**Requests**
1) Using the Retail Distribution Review post, decide whether each statement agrees with it, answering yes or no and quoting the deciding words: (a) Trail commission can be received without an on-going service. (b) Fees taken from an ISA come out of the 5% annual tax deferred allowance. (c) A new fee structure must be agreed from 1 January 2013.
2) Duplicate the part of the Retail Distribution Review post that opens with the words containing "So turning to" and closes with "take the money.".
3) In the Retail Distribution Review post, what must Adviser Charging be based on?

#### Page extract

The purpose of my blogs have primarily been about
promoting the idea of financial education whether this is at schools, which
would be ideal, or at any stage of someone’s investment cycle.
One of the biggest changes about to hit us is
something called the Retail Distribution Review. In this article I want to
focus on the adviser side. In my next article I want to touch on the
implications for going direct because this is being ignored.
At the moment the press is starting to sniff a
story and with all stories the danger is that investors will be the eventual
losers. Here are some examples of recent headlines:
“How ‘the Silence of the Financial Advisers’ could
make them a killing”
“The pending financial advice shake-up shambles and
why RDR must be stalled”
“End of line for ‘free’ Financial advice”
I want to unpack some of key aspects of these
articles but firstly the table below sets out the difference between the new
adviser charging and commission:
Adviser
Charging
|
Commission
|
An agreed payment made by the client to the
adviser
|
A payment made by the provider to the adviser
(sometimes agreed by the client)
|
An expense of the client (although Adviser
Charges for pensions are eligible for tax relief)
|
An expense of the provider with no tax liability for
the client
|
Managed by the adviser on behalf of the client –
may be facilitated by the provider
|
Managed by the provider
|
On-going Adviser Charges can only be received
where an on-going service is being provided
|
Trail commission can be received without an
on-going service
|
Must be based on the services an adviser provides
|
Can be based on the products an adviser
recommends
|
These are very subtle changes but the key is the relationship moves
from the provider / adviser to client / adviser. The client can choose to pay
the fee by means of a payment outside of the solutions (likely to be subject to
VAT) or through the money held in the solutions.
If they decide to pay via the solutions then there are some small
points they need to understand:
- Any fees coming from an ISA will come out of the annual allowance
- Any fees from from an investment bond will come out of the 5% annual tax deferred allowance
- Any fees coming from non ISA investments may be subject to CGT
In plain English if a client had agreed trail commission of 1% a year,
then from 1 January 2013 the adviser / client need to agree a new fee structure
which could be 1% a year. So actually there is no real difference.
The differences are in how the money is taken and this is really
important. Effectively the provider has provided the fee through rebates but
ultimately whether transparent or not the client has ended up paying. Now those
fees will be a lot more transparent.
It will also be important for financial planners to clearly identify
their service proposition. So if I am paying 1% a year what is my financial
planner doing for this? Effectively financial planners need to be good at
communication and service and this is the key change from 1 January and this is
what people are missing.
So turning to the scary articles:
“How ‘the
Silence of the Financial Advisers’ could make them a killing”
The key point is that if no “transaction” happens
then the financial adviser can continue to receive the old commission. So the
argument is that some advisers will do nothing and continue to be paid.
Interestingly and I have no evidence to back this up but I suspect with direct
platforms the same will apply, if you stay in the same fund and do nothing they
can continue to take the money.
So this is a loophole that both financial advisers
and direct operations will benefit from which is a bad thing for all. The
article is very clear about financial advisers but it should also be saying
that direct operations could make a killing.
My advice to you is ask your financial adviser what
their plans are, what the fees are and what the service is. I would also ask
your direct operation the same questions.

########
#### Data excerpt

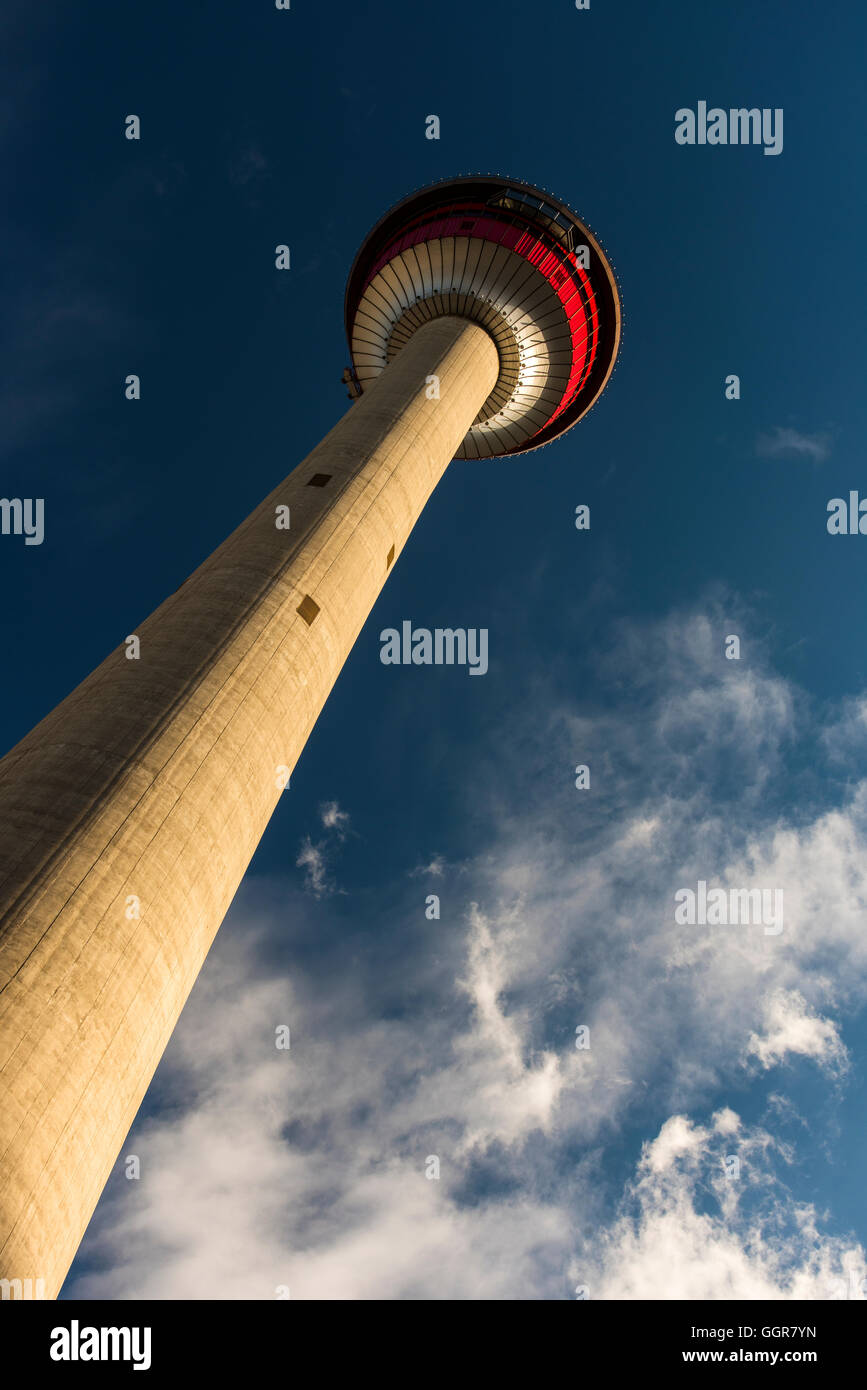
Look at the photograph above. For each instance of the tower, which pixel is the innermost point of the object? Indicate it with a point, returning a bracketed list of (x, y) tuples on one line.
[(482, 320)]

########

**Exercise responses**
1)
(a) Yes: "Trail commission can be received without an on-going service"
(b) No: "Any fees coming from an ISA will come out of the annual allowance"
(c) Yes: "then from 1 January 2013 the adviser / client need to agree a new fee structure"

2)
So turning to the scary articles:
“How ‘the
Silence of the Financial Advisers’ could make them a killing”
The key point is that if no “transaction” happens
then the financial adviser can continue to receive the old commission. So the
argument is that some advisers will do nothing and continue to be paid.
Interestingly and I have no evidence to back this up but I suspect with direct
platforms the same will apply, if you stay in the same fund and do nothing they
can continue to take the money.

3) It must be based on the services an adviser provides.